= Working data =
▬▬▬▬▬▬▬▬▬▬

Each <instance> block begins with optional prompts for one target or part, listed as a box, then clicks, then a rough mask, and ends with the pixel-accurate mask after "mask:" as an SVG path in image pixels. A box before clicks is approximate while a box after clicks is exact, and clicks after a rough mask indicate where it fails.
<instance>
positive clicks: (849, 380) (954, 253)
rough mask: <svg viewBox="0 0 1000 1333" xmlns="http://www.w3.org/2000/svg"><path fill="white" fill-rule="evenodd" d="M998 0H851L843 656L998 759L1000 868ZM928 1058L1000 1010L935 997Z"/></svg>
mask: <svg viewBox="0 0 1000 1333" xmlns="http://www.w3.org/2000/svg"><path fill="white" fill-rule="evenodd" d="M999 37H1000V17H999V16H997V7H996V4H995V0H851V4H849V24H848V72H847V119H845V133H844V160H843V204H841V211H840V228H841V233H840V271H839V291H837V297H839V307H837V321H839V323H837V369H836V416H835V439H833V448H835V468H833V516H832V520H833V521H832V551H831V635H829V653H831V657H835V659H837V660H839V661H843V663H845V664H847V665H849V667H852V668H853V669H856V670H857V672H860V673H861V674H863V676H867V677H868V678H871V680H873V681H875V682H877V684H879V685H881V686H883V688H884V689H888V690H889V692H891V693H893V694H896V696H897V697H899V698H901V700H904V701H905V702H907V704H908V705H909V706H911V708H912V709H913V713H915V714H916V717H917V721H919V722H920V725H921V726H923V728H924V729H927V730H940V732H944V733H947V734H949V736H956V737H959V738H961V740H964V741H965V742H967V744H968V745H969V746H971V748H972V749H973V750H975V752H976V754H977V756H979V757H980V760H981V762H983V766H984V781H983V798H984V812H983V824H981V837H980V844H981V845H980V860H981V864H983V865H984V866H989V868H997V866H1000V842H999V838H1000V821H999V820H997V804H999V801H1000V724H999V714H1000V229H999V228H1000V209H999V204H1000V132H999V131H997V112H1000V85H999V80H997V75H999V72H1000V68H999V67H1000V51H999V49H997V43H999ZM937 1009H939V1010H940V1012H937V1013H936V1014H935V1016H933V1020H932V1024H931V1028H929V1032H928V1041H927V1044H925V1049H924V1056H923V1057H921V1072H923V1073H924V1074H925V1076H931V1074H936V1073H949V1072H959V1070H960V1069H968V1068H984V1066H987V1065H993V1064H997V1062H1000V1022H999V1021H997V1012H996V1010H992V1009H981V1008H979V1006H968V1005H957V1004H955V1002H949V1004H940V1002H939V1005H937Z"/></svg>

▬▬▬▬▬▬▬▬▬▬

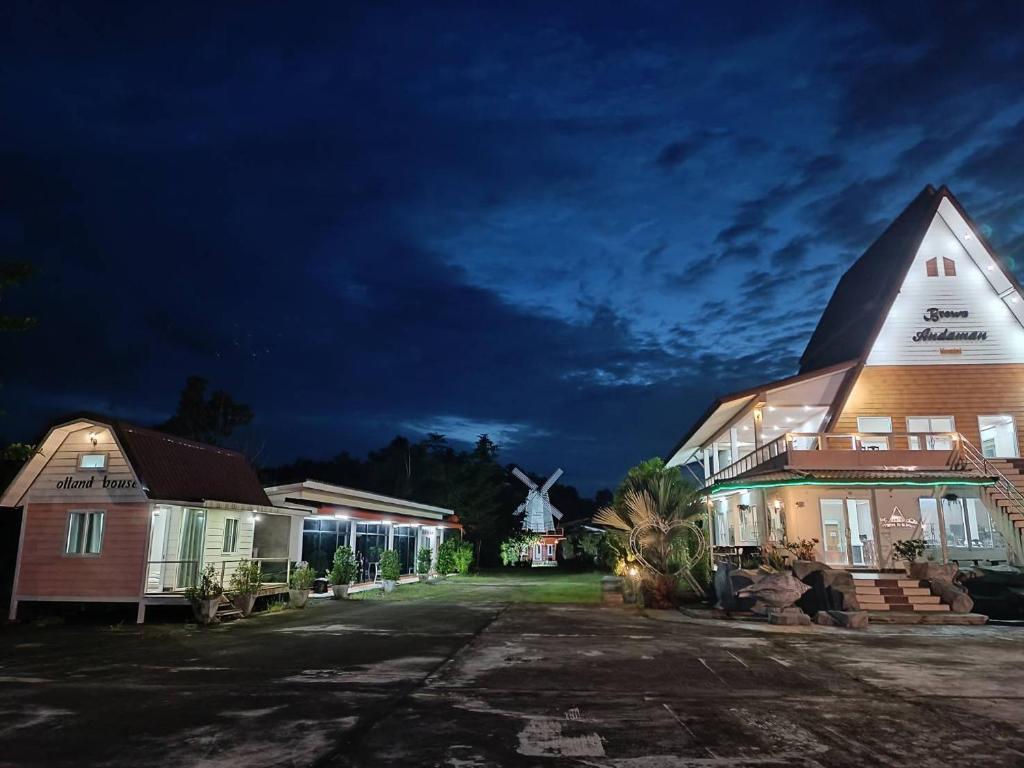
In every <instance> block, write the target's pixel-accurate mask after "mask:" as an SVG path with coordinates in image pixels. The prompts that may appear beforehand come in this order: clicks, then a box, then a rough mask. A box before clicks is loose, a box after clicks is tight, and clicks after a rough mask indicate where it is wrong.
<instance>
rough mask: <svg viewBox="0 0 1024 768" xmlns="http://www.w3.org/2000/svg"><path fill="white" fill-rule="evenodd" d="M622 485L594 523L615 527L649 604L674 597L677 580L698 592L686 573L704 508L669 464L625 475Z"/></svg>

▬▬▬▬▬▬▬▬▬▬

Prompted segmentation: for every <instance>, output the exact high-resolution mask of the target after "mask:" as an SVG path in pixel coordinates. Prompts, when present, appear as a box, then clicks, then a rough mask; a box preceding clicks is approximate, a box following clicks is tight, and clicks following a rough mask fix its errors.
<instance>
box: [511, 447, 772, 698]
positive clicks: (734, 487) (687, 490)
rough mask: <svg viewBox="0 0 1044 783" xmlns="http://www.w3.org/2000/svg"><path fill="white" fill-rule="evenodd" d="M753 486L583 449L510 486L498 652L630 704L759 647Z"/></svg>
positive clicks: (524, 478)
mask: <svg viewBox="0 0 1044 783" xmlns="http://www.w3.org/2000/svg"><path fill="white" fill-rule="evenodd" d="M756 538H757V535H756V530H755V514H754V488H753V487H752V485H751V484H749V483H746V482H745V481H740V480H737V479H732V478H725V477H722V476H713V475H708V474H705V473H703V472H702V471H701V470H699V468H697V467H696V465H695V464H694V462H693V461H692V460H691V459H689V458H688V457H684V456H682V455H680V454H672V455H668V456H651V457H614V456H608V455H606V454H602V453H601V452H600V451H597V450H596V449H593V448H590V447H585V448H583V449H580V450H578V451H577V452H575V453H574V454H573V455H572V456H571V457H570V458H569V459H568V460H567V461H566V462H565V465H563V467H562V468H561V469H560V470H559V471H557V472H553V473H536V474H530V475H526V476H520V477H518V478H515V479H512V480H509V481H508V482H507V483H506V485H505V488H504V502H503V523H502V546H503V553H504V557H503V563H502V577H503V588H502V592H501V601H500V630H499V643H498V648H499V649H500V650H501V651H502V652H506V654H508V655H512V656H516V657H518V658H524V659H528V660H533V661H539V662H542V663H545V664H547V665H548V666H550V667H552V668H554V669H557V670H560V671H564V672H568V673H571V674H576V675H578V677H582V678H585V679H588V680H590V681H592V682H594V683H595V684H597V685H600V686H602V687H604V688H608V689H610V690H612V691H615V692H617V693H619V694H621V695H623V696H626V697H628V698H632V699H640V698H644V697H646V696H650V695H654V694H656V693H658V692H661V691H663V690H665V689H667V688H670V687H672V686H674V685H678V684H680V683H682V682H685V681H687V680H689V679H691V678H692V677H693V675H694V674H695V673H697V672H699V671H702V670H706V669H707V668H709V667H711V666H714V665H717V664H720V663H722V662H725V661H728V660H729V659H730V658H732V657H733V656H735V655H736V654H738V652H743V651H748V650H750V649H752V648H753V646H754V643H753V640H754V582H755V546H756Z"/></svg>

▬▬▬▬▬▬▬▬▬▬

= The problem =
Set out the lines from the one containing "Each <instance> block" to the one containing "0H851L843 656L998 759L1000", both included, as a numbered list with blank lines omitted.

= Reply to the exercise =
1. Each <instance> block begins with optional prompts for one target or part, listed as a box, then clicks, then a rough mask, and ends with the pixel-accurate mask after "mask:" as an SVG path in image pixels. A box before clicks is approximate while a box after clicks is exact, and clicks after a rough mask indicate where it fails.
2. <instance>
3. positive clicks: (849, 380) (954, 253)
4. rough mask: <svg viewBox="0 0 1000 1333" xmlns="http://www.w3.org/2000/svg"><path fill="white" fill-rule="evenodd" d="M998 0H851L843 656L998 759L1000 868ZM928 1058L1000 1010L935 997Z"/></svg>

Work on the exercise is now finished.